SOURCE EXTRACT:
** START **

# Memorization... fast and effective



## piece popper (Dec 23, 2012)

I have only managed one successful BLD solve, and when I retry, it takes 30 minutes to memorize. Now, you might refer me to the memorry methods page, but, dang it, that place makes no since. Please, just post a good and easy memorization method, and explain it.


----------



## Noahaha (Dec 23, 2012)

Assign a letter to each corner sticker and a letter to each edge sticker. You can use the Speffz scheme if you want (in the wiki). Then learn to take any pair of two letters and make a word out of it. And then make sentences/images/stories with those words.


----------



## piece popper (Dec 23, 2012)

Well, I give letters to edges and corners according to theirs color orientation when they will be in the buffer position. Merely assigning letters is kind of different for me. Is there a way to memorize such letters (the story method works horribly for me, because I don't have a good imagination), alothough, the story method would work if someone could make a chart of combonations of two colors and their inverses and good words that involove them. Like, BR= brine, or something else.


----------



## BillyRain (Dec 23, 2012)

piece popper said:


> Well, I give letters to edges and corners according to theirs color orientation when they will be in the buffer position. Merely assigning letters is kind of different for me. Is there a way to memorize such letters (the story method works horribly for me, because I don't have a good imagination), alothough, the story method would work if someone could make a chart of combonations of two colors and their inverses and good words that involove them. Like, BR= brine, or something else.



Using the same words every time would not work at all. It would for one single solve, but after that discarding the memo to start a new one using the same words will be nigh on impossible. You need every memo to be as unique as possible. This is how it locks in. 

Use the same words and you will fine yourself thinking.. "brine.... oh wait.. was that the memo for the last solve.. orrr....... AAAUUGH F**K"


----------



## Noahaha (Dec 23, 2012)

piece popper said:


> Well, I give letters to edges and corners according to theirs color orientation when they will be in the buffer position. Merely assigning letters is kind of different for me. Is there a way to memorize such letters (the story method works horribly for me, because I don't have a good imagination), alothough, the story method would work if someone could make a chart of combonations of two colors and their inverses and good words that involove them. Like, BR= brine, or something else.



This is a bad system. Many people start off with it, but it is not effective. Almost everyone good or semi-good uses a letter scheme. You'll thank yourself for it.


----------



## UnsolvedCypher (Dec 23, 2012)

If you want a video explanation, this is a good one. If you want, you can use the edges method for the corners, rather than using his corner method.


----------



## piece popper (Dec 23, 2012)

Changing how I letter/# pieces really does help. Thanks. I can come up with some phrases that make since. One of them was "Dots in the Sune mean Prime." Not for non- cubers.

** END **

PROVIDED DATA:
** START **

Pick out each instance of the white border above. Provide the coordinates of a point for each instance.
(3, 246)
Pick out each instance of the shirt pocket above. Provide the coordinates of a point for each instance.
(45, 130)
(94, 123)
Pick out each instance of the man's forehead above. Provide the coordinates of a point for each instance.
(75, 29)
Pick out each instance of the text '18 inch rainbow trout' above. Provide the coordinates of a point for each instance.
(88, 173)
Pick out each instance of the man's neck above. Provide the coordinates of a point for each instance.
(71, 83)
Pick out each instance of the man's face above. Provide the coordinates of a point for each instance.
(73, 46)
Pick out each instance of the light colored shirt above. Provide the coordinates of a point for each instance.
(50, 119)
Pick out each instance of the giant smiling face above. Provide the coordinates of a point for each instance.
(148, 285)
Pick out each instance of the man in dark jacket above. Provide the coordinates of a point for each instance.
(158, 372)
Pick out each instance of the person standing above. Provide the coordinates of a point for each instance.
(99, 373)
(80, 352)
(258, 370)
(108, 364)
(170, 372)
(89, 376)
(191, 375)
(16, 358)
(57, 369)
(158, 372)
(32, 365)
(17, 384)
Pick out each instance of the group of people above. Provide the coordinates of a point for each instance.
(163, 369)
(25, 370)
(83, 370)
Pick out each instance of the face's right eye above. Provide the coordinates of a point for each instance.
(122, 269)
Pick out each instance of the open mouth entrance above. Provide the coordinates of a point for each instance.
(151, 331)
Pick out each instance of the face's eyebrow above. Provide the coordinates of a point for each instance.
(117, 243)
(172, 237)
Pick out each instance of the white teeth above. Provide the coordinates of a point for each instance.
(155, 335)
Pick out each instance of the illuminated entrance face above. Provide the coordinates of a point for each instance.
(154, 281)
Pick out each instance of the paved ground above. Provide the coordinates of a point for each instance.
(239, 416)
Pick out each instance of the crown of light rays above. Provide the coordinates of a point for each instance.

** END **

SHORT TASK 1: Return the part of the memorization thread from "## UnsolvedCypher (Dec" up to and including "his corner method.", copied word for word.
SHORT TASK 2: State only how many lines in the entries contain the word "shirt".

WRITTEN ANSWER 1:
## UnsolvedCypher (Dec 23, 2012)

If you want a video explanation, this is a good one. If you want, you can use the edges method for the corners, rather than using his corner method.

WRITTEN ANSWER 2: 2